▶ _PROBLEM DESCRIPTION_: Count the lines in the items below that contain the string "umbrella". Give only the number.

▶ _Point labeling items_:
______________________________
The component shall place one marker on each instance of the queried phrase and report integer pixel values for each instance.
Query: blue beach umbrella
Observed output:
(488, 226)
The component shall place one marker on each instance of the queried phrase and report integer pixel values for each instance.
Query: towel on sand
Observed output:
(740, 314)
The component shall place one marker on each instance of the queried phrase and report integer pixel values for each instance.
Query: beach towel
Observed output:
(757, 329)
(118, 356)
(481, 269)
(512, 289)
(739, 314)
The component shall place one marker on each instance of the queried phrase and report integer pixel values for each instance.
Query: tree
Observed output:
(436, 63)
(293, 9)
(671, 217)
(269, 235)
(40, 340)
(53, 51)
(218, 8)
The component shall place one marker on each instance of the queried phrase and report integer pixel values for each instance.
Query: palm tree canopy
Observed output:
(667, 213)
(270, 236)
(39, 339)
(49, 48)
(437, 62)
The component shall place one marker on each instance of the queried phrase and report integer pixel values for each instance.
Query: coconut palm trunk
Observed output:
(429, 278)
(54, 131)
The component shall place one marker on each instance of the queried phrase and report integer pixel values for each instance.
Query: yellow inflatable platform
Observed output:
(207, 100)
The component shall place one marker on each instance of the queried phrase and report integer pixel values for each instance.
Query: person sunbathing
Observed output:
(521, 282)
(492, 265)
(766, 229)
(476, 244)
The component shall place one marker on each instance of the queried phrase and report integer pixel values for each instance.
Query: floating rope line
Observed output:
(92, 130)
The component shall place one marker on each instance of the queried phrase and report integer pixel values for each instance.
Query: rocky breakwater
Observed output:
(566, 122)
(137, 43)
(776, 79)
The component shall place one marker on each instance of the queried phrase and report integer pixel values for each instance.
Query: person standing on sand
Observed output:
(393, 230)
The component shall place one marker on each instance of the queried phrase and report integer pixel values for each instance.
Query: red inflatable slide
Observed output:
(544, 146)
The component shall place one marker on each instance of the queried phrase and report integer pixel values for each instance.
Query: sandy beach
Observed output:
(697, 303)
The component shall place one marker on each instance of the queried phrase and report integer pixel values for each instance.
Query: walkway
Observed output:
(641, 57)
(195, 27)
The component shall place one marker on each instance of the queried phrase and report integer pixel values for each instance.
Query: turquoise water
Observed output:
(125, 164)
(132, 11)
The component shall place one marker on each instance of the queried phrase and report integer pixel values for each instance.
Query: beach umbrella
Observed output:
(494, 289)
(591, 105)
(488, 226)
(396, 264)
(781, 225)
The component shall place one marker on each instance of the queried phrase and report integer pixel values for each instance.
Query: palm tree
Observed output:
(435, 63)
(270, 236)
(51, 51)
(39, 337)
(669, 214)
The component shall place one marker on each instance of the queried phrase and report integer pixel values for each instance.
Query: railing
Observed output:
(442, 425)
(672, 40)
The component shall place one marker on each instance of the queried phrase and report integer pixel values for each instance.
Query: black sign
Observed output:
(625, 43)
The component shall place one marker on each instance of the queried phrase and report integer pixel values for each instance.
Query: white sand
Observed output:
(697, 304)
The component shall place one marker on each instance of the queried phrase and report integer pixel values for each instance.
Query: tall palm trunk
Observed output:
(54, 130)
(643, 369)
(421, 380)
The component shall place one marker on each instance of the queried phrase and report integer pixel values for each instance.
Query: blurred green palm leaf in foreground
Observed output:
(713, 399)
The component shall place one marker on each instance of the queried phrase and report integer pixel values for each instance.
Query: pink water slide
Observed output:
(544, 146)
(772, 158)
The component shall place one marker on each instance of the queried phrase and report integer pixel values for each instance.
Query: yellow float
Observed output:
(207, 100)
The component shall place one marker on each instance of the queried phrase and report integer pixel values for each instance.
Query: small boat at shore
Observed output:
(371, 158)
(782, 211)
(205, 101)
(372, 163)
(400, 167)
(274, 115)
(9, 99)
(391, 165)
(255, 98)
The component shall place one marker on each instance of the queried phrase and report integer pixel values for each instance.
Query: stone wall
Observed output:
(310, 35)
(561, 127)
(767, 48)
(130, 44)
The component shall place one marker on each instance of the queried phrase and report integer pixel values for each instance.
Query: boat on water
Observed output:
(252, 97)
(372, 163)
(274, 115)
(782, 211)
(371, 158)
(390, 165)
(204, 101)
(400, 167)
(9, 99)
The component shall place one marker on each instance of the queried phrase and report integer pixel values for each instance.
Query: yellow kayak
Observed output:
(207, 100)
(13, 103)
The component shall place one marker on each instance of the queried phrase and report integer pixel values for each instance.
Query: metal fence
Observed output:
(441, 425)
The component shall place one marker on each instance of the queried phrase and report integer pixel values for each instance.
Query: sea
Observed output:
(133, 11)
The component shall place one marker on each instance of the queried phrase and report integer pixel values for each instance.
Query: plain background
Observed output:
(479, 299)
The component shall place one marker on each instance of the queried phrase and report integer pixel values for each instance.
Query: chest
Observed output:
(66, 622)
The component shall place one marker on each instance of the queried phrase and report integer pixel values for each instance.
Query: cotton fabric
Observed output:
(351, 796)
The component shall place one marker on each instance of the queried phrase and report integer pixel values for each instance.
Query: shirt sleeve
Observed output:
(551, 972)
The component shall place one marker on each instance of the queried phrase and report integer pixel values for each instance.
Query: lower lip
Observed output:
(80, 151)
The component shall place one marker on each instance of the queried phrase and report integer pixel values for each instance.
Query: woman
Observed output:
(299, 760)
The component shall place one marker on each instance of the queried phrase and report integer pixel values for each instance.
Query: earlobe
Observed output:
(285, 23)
______________________________
▶ _ANSWER TO THE PROBLEM_: 2